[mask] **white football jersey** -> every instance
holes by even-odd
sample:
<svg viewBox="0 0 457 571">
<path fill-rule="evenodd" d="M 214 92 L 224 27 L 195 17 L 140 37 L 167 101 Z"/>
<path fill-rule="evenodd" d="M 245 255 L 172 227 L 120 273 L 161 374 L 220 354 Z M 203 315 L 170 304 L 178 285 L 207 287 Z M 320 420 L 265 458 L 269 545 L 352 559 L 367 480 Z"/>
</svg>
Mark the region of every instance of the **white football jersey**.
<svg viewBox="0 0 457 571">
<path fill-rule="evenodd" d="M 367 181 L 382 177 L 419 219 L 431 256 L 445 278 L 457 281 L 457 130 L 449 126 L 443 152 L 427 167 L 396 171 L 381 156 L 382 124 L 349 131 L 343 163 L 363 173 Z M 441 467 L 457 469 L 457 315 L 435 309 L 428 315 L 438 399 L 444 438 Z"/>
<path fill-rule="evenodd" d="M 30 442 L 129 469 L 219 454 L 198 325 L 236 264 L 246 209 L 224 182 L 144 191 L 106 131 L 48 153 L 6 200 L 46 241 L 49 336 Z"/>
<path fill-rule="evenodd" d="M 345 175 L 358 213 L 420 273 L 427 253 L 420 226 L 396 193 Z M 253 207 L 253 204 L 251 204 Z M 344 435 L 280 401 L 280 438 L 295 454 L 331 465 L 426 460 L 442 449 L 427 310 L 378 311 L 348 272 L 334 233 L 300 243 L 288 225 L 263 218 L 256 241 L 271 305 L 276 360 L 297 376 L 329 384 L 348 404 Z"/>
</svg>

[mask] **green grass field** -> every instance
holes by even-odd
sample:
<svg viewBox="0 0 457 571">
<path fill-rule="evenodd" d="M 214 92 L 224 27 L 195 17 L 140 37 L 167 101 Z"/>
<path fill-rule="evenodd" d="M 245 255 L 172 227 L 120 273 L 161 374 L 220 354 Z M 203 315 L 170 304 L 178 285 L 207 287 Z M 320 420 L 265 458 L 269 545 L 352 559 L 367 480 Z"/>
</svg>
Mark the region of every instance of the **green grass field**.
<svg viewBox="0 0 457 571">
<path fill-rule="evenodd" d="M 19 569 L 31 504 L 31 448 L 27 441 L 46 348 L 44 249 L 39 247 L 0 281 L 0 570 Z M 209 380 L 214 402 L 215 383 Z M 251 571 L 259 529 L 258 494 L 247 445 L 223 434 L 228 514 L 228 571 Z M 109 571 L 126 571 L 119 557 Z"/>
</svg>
+--
- WORK TO BE COMPLETED
Write out all the records again, substituting "white soccer jersey" for every occurrence of "white football jersey" and keeping everything else unchanged.

- REPLY TO THE TASK
[mask] **white soccer jersey** -> every instance
holes by even-odd
sample:
<svg viewBox="0 0 457 571">
<path fill-rule="evenodd" d="M 214 92 L 224 27 L 195 17 L 140 37 L 167 101 Z"/>
<path fill-rule="evenodd" d="M 245 255 L 172 227 L 120 273 L 161 374 L 220 354 Z M 203 315 L 170 304 L 178 285 L 207 287 Z M 320 420 L 265 458 L 269 545 L 352 559 L 367 480 Z"/>
</svg>
Mark the region of every instance of the **white soccer jersey**.
<svg viewBox="0 0 457 571">
<path fill-rule="evenodd" d="M 367 181 L 382 177 L 419 219 L 431 256 L 445 278 L 457 281 L 457 130 L 449 126 L 443 152 L 427 167 L 396 171 L 381 156 L 382 124 L 349 131 L 343 163 L 363 173 Z M 441 467 L 457 469 L 457 315 L 435 309 L 428 315 L 438 399 L 444 438 Z"/>
<path fill-rule="evenodd" d="M 30 442 L 129 469 L 219 454 L 198 325 L 236 264 L 246 209 L 224 182 L 144 191 L 106 131 L 48 153 L 6 200 L 46 241 L 49 336 Z"/>
<path fill-rule="evenodd" d="M 345 175 L 358 213 L 420 273 L 427 253 L 420 226 L 396 193 Z M 253 207 L 253 204 L 251 204 Z M 344 435 L 280 401 L 280 438 L 295 454 L 331 465 L 426 460 L 442 449 L 427 310 L 378 311 L 348 272 L 334 233 L 300 243 L 288 225 L 263 218 L 256 241 L 271 305 L 276 360 L 297 376 L 329 384 L 348 404 Z"/>
</svg>

[mask] **green grass field** -> every instance
holes by even-odd
sample:
<svg viewBox="0 0 457 571">
<path fill-rule="evenodd" d="M 214 92 L 224 27 L 195 17 L 140 37 L 167 101 Z"/>
<path fill-rule="evenodd" d="M 245 255 L 172 227 L 120 273 L 161 374 L 220 354 Z M 203 315 L 170 304 L 178 285 L 207 287 Z M 320 420 L 265 458 L 269 545 L 352 559 L 367 480 Z"/>
</svg>
Mark the region of every instance of the **green grass field**.
<svg viewBox="0 0 457 571">
<path fill-rule="evenodd" d="M 19 569 L 31 504 L 31 448 L 27 441 L 46 348 L 44 249 L 39 247 L 0 281 L 0 570 Z M 209 380 L 214 402 L 215 383 Z M 251 571 L 259 529 L 258 494 L 247 445 L 223 434 L 228 514 L 228 571 Z M 109 571 L 126 571 L 119 557 Z"/>
</svg>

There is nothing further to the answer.